----- Dataset content -----

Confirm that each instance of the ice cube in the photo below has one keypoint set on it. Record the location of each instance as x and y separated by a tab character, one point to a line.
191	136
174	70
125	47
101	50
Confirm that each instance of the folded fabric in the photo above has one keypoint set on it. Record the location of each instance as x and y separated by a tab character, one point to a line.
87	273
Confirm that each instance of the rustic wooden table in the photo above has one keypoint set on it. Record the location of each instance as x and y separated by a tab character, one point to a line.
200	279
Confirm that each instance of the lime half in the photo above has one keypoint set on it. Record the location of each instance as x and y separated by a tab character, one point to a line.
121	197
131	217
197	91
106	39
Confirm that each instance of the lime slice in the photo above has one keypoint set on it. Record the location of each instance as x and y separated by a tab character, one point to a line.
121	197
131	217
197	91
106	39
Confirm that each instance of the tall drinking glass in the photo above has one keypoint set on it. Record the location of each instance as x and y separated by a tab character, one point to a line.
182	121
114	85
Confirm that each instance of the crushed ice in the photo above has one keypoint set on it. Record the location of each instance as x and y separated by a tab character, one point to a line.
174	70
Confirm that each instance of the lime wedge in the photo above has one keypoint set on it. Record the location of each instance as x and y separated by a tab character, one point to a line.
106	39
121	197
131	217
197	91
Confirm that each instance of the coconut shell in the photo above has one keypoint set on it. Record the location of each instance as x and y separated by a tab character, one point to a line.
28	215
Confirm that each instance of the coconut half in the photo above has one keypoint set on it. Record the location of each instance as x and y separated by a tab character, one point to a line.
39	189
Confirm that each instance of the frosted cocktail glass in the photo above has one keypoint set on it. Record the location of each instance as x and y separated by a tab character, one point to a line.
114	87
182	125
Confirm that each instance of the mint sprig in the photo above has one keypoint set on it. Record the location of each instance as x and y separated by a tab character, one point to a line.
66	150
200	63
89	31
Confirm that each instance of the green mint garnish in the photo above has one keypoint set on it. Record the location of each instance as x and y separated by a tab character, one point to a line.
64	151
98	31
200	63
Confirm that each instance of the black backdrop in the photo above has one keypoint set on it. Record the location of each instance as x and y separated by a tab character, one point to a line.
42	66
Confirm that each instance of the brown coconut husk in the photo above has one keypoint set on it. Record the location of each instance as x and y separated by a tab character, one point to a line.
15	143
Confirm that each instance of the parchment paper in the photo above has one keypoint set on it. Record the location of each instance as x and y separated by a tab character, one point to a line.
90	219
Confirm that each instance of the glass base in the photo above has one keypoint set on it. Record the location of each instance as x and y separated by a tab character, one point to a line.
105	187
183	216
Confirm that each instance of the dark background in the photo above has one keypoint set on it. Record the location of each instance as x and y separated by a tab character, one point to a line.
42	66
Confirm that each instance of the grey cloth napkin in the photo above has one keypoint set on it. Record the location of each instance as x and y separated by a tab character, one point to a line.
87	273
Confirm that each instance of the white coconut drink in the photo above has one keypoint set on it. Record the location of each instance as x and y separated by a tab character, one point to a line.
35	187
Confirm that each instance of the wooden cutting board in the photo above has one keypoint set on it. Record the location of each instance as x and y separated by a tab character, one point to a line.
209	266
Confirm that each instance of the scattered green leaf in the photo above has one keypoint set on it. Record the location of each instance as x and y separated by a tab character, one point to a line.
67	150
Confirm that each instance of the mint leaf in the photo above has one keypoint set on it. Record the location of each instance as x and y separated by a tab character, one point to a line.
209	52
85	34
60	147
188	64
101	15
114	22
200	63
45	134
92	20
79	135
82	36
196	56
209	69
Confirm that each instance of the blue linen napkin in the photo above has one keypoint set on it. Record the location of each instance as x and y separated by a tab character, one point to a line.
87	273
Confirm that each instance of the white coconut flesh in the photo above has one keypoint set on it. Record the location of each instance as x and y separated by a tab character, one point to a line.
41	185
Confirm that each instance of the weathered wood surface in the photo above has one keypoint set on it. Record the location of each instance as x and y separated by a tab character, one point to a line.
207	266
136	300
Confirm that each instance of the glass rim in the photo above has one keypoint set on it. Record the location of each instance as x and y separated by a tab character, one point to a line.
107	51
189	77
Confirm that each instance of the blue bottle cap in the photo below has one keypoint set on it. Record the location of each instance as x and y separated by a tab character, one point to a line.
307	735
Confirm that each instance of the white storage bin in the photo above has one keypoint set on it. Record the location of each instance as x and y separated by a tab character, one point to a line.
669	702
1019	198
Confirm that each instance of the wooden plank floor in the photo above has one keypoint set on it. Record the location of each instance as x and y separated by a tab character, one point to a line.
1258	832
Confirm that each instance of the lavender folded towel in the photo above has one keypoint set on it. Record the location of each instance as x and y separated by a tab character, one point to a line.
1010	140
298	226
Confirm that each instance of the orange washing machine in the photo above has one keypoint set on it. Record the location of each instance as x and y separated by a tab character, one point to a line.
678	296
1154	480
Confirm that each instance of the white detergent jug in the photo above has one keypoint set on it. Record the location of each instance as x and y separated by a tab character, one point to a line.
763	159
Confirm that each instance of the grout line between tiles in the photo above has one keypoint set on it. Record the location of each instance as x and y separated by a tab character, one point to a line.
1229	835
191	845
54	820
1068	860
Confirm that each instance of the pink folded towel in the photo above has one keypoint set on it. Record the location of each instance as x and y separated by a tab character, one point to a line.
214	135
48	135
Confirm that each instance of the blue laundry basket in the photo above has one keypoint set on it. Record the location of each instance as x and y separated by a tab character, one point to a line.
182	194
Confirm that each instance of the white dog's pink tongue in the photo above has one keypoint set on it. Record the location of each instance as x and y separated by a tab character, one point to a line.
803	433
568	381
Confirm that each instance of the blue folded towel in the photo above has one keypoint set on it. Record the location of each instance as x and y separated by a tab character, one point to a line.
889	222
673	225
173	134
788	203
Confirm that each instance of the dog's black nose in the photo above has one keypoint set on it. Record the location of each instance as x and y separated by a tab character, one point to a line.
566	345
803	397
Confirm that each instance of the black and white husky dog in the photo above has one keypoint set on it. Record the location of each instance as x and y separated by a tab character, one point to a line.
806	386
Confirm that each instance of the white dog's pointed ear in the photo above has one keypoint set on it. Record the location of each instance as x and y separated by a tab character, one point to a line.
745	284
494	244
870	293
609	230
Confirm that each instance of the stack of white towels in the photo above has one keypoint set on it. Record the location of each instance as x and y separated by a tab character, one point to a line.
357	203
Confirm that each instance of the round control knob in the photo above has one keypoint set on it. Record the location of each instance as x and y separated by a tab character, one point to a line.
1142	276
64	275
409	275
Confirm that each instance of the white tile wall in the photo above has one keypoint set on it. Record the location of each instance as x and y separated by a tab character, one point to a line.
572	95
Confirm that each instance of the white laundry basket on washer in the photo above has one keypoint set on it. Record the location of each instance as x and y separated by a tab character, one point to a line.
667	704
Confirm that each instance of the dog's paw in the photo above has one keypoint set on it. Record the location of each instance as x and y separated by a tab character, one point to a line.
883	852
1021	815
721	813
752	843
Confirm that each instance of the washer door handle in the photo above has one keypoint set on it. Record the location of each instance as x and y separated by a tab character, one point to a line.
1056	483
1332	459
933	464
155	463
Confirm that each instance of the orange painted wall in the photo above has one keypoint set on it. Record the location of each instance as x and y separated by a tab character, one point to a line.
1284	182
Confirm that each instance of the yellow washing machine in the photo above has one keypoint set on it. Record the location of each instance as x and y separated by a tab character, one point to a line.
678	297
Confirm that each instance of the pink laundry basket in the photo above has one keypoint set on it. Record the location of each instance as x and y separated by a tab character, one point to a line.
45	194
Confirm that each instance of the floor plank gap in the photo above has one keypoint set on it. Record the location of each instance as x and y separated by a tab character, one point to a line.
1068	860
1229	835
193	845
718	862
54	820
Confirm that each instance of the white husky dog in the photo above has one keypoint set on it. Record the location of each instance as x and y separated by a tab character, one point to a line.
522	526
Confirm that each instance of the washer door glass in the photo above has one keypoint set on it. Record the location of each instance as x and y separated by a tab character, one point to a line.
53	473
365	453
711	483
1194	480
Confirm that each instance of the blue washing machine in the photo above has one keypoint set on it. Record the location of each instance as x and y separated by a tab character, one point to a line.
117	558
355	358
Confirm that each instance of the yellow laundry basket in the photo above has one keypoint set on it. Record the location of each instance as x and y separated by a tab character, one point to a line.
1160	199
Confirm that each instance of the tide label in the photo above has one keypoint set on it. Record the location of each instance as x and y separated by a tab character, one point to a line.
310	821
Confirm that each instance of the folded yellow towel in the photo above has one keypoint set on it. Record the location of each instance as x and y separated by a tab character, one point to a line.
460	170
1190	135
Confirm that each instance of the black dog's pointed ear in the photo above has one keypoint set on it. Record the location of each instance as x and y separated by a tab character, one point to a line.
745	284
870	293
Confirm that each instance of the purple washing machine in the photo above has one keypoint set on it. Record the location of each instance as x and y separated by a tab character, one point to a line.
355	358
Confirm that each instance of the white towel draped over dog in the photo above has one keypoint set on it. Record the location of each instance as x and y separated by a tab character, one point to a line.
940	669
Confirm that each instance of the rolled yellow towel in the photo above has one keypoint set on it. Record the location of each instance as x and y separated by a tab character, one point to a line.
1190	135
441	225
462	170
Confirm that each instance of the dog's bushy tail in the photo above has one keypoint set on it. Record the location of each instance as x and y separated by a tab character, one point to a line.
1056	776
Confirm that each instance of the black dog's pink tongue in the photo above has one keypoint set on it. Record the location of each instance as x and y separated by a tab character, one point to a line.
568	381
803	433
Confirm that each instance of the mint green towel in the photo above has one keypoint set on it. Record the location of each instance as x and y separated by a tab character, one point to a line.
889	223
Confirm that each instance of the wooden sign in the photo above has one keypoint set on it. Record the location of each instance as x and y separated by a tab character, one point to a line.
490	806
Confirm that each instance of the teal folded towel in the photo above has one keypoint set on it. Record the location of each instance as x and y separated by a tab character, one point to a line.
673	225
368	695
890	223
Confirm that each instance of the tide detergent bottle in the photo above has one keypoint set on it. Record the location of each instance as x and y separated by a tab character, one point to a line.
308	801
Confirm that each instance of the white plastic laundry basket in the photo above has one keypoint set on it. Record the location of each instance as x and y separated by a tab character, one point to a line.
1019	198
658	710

-----

#### Brief:
Starting from the line containing "Confirm that each instance of the teal" and ending with the final line of the data, reproduce each line exactly as it appears, including no other lines.

#### Solution to the problem:
Confirm that each instance of the teal folded towel in the photo above has one keypoint set on it. Record the location of each instance as x and y separated by a tab character, one point to a line.
673	225
368	695
890	223
Confirm that each instance of the tide detergent bottle in the photo above has one keypoint set on it. Record the location of each instance as x and y separated by a tab character, one point to a line.
308	801
Confirm that each instance of the white plastic laundry basket in the photo above has one keypoint set on it. Record the location of each instance as x and y separated by a tab character, one point to a line.
1019	198
658	710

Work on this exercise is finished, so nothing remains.